Update the listing below so that every occurrence of "drop a single dot" reads "place one point", and keep every other line the same.

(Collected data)
— Begin —

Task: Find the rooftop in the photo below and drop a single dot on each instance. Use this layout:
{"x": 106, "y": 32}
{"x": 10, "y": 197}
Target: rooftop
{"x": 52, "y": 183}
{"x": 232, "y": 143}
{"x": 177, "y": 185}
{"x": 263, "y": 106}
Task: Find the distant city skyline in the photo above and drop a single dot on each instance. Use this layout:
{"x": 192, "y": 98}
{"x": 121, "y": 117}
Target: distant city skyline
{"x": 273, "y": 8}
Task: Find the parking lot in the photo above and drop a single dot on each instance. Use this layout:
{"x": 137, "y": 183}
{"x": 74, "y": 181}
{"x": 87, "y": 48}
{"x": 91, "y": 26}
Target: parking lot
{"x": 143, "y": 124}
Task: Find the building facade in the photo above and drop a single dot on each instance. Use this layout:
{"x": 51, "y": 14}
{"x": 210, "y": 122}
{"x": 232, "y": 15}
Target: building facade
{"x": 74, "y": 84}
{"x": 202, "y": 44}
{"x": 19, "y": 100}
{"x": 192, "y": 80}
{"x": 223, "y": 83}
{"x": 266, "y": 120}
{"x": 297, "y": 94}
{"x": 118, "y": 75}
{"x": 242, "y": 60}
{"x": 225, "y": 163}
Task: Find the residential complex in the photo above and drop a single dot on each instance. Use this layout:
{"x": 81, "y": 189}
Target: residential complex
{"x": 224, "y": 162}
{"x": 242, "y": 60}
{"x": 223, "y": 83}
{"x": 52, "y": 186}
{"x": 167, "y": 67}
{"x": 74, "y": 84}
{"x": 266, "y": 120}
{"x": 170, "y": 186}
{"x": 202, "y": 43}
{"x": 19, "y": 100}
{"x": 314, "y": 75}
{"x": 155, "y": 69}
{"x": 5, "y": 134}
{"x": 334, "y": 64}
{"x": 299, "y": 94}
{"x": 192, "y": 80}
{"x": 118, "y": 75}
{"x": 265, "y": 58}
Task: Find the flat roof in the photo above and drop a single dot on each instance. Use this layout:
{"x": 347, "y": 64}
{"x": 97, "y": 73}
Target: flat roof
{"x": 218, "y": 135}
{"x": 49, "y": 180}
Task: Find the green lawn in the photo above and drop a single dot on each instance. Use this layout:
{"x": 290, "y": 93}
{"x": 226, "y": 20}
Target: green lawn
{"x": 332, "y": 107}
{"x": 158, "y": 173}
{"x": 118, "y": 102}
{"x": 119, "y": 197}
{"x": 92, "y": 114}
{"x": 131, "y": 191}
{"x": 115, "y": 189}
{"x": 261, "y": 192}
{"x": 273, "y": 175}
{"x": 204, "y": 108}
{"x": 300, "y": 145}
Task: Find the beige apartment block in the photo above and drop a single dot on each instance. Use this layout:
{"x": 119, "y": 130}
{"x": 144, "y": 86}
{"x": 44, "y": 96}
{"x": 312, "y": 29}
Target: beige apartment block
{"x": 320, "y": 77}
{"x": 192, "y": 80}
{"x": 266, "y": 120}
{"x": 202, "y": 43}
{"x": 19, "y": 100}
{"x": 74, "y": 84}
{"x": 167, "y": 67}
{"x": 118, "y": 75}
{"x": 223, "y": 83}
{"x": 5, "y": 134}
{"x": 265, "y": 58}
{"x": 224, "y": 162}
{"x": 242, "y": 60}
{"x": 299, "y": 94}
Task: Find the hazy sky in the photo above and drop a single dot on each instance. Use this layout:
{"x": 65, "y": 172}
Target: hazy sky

— End —

# The solution
Task: Find the rooftop in the photo below and place one point on each instance. Use this layout:
{"x": 106, "y": 32}
{"x": 10, "y": 197}
Target: rooftop
{"x": 52, "y": 183}
{"x": 232, "y": 143}
{"x": 177, "y": 185}
{"x": 263, "y": 106}
Task: Find the distant city skyline in the photo above and place one point on each instance. Use this layout:
{"x": 192, "y": 98}
{"x": 121, "y": 117}
Target: distant city skyline
{"x": 273, "y": 8}
Task: Find the parking lot in the photo above and place one point on each instance. Use this layout:
{"x": 137, "y": 183}
{"x": 74, "y": 181}
{"x": 87, "y": 48}
{"x": 91, "y": 26}
Target: parking lot
{"x": 143, "y": 124}
Task: Find the building facade in the photo above and place one point on each instance. Use this layout:
{"x": 51, "y": 14}
{"x": 210, "y": 122}
{"x": 232, "y": 15}
Target: building facade
{"x": 74, "y": 84}
{"x": 202, "y": 44}
{"x": 19, "y": 100}
{"x": 192, "y": 80}
{"x": 223, "y": 83}
{"x": 266, "y": 120}
{"x": 297, "y": 94}
{"x": 118, "y": 75}
{"x": 242, "y": 60}
{"x": 225, "y": 163}
Task: Find the residential complex in the photo above and place one point on each instance. Use this layout:
{"x": 81, "y": 189}
Target: residential complex
{"x": 224, "y": 162}
{"x": 242, "y": 60}
{"x": 223, "y": 83}
{"x": 52, "y": 186}
{"x": 167, "y": 67}
{"x": 74, "y": 84}
{"x": 266, "y": 120}
{"x": 170, "y": 186}
{"x": 202, "y": 43}
{"x": 19, "y": 100}
{"x": 314, "y": 75}
{"x": 155, "y": 69}
{"x": 5, "y": 134}
{"x": 334, "y": 64}
{"x": 299, "y": 94}
{"x": 192, "y": 80}
{"x": 118, "y": 75}
{"x": 265, "y": 58}
Task: Find the flat roof in the photo above and place one point on each instance. Use this layout:
{"x": 347, "y": 64}
{"x": 97, "y": 73}
Target: flat roof
{"x": 218, "y": 135}
{"x": 49, "y": 180}
Task: Find the green lawn in the photo above and place one point on each instance. Use this layout:
{"x": 290, "y": 93}
{"x": 226, "y": 20}
Target: green lawn
{"x": 332, "y": 107}
{"x": 158, "y": 173}
{"x": 118, "y": 102}
{"x": 119, "y": 197}
{"x": 92, "y": 114}
{"x": 131, "y": 191}
{"x": 115, "y": 189}
{"x": 261, "y": 192}
{"x": 273, "y": 175}
{"x": 204, "y": 108}
{"x": 300, "y": 145}
Task: Find the beige apartment block in the photo above and place one point on each instance. Use this layout:
{"x": 119, "y": 130}
{"x": 144, "y": 86}
{"x": 44, "y": 96}
{"x": 312, "y": 29}
Target: beige apartment block
{"x": 320, "y": 77}
{"x": 192, "y": 80}
{"x": 266, "y": 120}
{"x": 202, "y": 43}
{"x": 19, "y": 100}
{"x": 74, "y": 84}
{"x": 167, "y": 67}
{"x": 118, "y": 75}
{"x": 223, "y": 83}
{"x": 5, "y": 134}
{"x": 265, "y": 58}
{"x": 224, "y": 162}
{"x": 242, "y": 60}
{"x": 299, "y": 94}
Task: Find the hazy sky in the photo above and place one point on each instance. Use this layout:
{"x": 65, "y": 172}
Target: hazy sky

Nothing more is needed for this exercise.